**ABOUT THIS TASK:** Search the entries below for "crinkled" and copy each matching line.

Image-grounded pointing data:
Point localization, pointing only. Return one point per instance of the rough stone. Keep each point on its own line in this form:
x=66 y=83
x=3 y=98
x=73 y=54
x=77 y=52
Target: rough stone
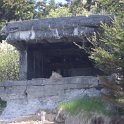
x=26 y=98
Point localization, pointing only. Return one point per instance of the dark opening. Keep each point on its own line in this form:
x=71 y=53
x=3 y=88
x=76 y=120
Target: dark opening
x=66 y=59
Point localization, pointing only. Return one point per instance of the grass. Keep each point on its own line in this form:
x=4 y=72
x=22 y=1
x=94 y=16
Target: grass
x=2 y=104
x=86 y=104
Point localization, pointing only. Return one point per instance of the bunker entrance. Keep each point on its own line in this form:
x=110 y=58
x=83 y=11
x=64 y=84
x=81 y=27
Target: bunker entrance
x=66 y=59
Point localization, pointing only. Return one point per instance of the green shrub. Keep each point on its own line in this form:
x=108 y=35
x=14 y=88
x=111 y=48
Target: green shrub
x=86 y=104
x=9 y=63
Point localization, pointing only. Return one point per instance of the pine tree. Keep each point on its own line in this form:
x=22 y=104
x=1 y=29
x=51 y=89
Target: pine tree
x=108 y=53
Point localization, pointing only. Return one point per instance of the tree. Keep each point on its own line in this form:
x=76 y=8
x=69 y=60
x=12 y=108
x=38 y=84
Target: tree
x=82 y=7
x=108 y=53
x=17 y=9
x=59 y=12
x=9 y=63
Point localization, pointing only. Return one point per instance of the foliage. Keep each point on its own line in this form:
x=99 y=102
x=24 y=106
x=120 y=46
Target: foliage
x=108 y=52
x=82 y=7
x=9 y=64
x=17 y=10
x=86 y=104
x=59 y=12
x=2 y=104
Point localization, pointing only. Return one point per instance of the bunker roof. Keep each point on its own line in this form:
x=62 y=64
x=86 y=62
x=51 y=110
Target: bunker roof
x=53 y=29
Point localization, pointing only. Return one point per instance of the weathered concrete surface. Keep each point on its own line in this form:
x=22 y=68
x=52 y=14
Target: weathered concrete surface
x=27 y=97
x=54 y=29
x=40 y=88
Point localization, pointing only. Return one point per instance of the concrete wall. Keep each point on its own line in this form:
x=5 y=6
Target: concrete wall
x=27 y=97
x=39 y=88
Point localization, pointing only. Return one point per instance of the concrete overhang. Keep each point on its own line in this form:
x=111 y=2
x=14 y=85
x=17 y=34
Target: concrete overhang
x=53 y=30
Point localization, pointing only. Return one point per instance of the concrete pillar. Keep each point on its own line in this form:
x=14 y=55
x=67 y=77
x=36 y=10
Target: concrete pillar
x=23 y=65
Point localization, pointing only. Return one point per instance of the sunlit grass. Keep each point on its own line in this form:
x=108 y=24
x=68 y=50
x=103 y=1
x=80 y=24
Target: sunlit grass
x=86 y=104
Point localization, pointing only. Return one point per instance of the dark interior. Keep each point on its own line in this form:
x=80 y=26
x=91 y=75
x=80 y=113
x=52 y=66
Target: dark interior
x=65 y=58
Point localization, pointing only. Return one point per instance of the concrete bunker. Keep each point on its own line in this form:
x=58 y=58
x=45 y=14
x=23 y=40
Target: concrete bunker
x=48 y=45
x=64 y=58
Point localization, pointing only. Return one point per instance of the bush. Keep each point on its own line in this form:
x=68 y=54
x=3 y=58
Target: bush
x=87 y=104
x=9 y=63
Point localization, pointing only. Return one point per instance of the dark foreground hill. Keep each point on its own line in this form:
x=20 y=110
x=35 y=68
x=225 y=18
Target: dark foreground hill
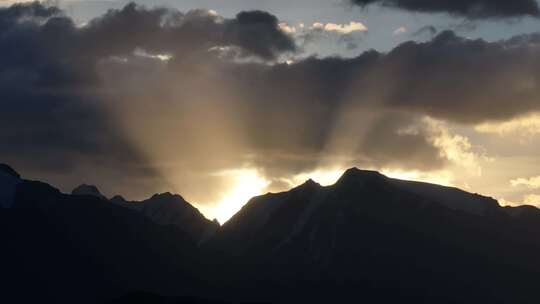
x=366 y=239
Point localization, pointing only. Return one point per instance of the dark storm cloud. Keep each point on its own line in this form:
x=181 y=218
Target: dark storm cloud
x=53 y=98
x=473 y=9
x=99 y=94
x=428 y=29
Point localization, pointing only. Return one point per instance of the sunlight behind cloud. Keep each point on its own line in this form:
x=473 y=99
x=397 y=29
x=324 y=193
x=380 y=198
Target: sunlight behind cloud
x=247 y=183
x=443 y=178
x=325 y=177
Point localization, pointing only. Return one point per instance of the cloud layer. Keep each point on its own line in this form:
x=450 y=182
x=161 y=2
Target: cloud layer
x=169 y=98
x=473 y=9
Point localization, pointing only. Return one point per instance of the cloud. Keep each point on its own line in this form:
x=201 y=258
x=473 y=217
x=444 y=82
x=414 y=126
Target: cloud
x=472 y=9
x=524 y=126
x=400 y=30
x=169 y=98
x=429 y=30
x=532 y=182
x=341 y=28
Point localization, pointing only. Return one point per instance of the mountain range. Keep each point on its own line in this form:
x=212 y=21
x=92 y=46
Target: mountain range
x=367 y=238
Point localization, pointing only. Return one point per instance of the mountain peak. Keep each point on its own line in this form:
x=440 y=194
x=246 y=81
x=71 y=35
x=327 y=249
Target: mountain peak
x=85 y=189
x=355 y=175
x=166 y=196
x=8 y=170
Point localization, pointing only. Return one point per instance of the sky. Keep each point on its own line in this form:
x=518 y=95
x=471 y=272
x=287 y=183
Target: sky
x=222 y=100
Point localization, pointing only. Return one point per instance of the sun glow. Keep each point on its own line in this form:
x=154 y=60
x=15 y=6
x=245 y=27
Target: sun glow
x=443 y=178
x=247 y=183
x=325 y=177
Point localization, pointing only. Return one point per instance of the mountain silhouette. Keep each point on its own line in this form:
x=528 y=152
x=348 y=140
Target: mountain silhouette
x=367 y=238
x=89 y=190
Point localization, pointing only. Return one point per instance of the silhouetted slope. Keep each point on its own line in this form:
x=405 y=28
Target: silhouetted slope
x=366 y=239
x=173 y=210
x=382 y=240
x=82 y=249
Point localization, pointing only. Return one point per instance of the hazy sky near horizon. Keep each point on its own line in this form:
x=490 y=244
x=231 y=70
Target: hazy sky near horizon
x=222 y=100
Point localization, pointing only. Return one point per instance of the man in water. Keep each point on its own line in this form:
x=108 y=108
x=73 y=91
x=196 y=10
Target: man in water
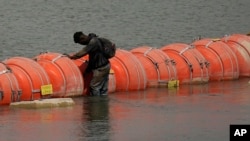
x=98 y=64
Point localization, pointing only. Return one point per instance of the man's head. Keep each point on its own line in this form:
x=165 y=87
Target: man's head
x=81 y=38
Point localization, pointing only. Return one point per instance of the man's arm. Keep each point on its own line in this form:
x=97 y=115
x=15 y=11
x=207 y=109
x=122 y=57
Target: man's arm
x=80 y=53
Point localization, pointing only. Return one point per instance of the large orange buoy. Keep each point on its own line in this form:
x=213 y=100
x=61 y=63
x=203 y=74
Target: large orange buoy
x=223 y=61
x=129 y=72
x=65 y=76
x=158 y=66
x=30 y=76
x=82 y=65
x=240 y=44
x=191 y=66
x=9 y=87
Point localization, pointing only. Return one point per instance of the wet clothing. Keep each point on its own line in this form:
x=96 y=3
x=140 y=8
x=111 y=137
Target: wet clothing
x=99 y=82
x=98 y=64
x=96 y=58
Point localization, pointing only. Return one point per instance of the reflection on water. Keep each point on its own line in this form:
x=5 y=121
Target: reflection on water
x=96 y=118
x=190 y=112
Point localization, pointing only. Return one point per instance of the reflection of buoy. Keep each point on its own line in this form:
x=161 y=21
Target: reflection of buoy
x=129 y=72
x=66 y=78
x=223 y=61
x=240 y=44
x=30 y=76
x=9 y=87
x=191 y=66
x=159 y=68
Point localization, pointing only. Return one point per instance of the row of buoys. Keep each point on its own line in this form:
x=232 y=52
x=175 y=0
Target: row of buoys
x=203 y=60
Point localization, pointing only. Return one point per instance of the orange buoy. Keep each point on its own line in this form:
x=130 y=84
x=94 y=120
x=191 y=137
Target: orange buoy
x=82 y=65
x=191 y=66
x=65 y=76
x=158 y=66
x=240 y=44
x=129 y=72
x=9 y=87
x=223 y=61
x=30 y=76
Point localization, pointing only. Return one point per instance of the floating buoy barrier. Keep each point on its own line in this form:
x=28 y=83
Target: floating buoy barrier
x=223 y=61
x=191 y=66
x=53 y=75
x=240 y=44
x=9 y=87
x=30 y=76
x=65 y=76
x=159 y=68
x=129 y=72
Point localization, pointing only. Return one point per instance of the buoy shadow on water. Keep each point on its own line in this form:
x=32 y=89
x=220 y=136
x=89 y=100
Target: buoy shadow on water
x=44 y=103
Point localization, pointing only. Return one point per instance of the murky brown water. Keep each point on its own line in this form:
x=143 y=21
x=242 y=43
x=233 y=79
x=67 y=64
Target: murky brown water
x=190 y=112
x=195 y=113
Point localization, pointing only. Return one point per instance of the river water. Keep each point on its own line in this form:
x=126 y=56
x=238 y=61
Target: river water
x=196 y=112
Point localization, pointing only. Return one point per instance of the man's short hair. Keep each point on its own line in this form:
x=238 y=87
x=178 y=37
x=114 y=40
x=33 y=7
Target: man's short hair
x=77 y=36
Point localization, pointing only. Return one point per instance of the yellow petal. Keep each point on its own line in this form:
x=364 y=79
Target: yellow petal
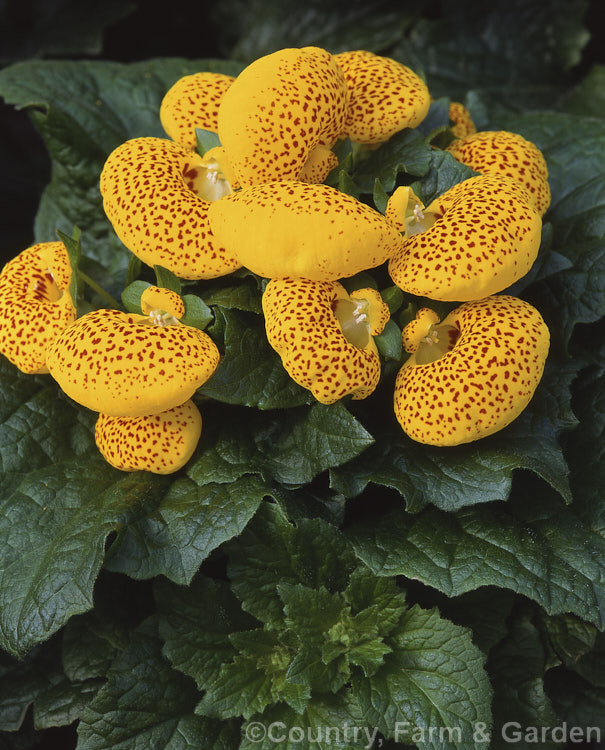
x=499 y=152
x=278 y=109
x=461 y=117
x=304 y=330
x=485 y=237
x=124 y=365
x=162 y=443
x=193 y=102
x=155 y=298
x=294 y=229
x=35 y=305
x=384 y=97
x=148 y=194
x=484 y=382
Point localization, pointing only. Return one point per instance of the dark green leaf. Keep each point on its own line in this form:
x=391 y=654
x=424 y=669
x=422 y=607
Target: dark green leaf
x=146 y=705
x=434 y=678
x=533 y=546
x=251 y=373
x=291 y=447
x=206 y=140
x=271 y=551
x=188 y=524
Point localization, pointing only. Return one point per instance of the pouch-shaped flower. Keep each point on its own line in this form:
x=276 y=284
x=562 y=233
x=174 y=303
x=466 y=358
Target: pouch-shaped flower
x=472 y=374
x=35 y=304
x=324 y=335
x=278 y=110
x=162 y=443
x=128 y=365
x=193 y=102
x=384 y=97
x=475 y=240
x=499 y=152
x=292 y=229
x=157 y=195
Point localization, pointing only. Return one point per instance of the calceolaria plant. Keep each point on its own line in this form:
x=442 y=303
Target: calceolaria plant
x=301 y=391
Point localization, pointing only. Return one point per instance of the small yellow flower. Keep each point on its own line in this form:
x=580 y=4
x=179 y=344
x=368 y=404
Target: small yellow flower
x=324 y=336
x=461 y=117
x=471 y=375
x=498 y=152
x=475 y=240
x=157 y=194
x=35 y=304
x=162 y=443
x=128 y=365
x=292 y=229
x=384 y=97
x=193 y=102
x=278 y=110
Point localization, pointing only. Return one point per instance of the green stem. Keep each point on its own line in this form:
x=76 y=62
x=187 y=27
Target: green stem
x=99 y=290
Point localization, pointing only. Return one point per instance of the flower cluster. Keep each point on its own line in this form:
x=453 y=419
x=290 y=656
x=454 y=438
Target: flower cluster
x=257 y=199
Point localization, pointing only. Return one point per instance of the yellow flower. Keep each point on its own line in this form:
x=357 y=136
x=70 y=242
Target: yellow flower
x=162 y=443
x=128 y=365
x=157 y=195
x=461 y=117
x=35 y=304
x=499 y=152
x=278 y=110
x=384 y=97
x=284 y=229
x=324 y=336
x=193 y=102
x=471 y=375
x=475 y=240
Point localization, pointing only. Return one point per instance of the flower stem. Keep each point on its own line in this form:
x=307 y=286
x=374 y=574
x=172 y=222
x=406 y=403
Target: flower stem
x=99 y=290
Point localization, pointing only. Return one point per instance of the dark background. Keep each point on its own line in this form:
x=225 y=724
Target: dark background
x=145 y=29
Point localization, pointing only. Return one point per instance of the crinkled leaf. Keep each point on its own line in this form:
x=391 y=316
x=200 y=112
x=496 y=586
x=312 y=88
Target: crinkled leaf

**RESPONSE BELOW:**
Point localization, pointing only. Return one point per instance of the crinkled leaf. Keep each point on its own line in this form:
Target: crinkled leaf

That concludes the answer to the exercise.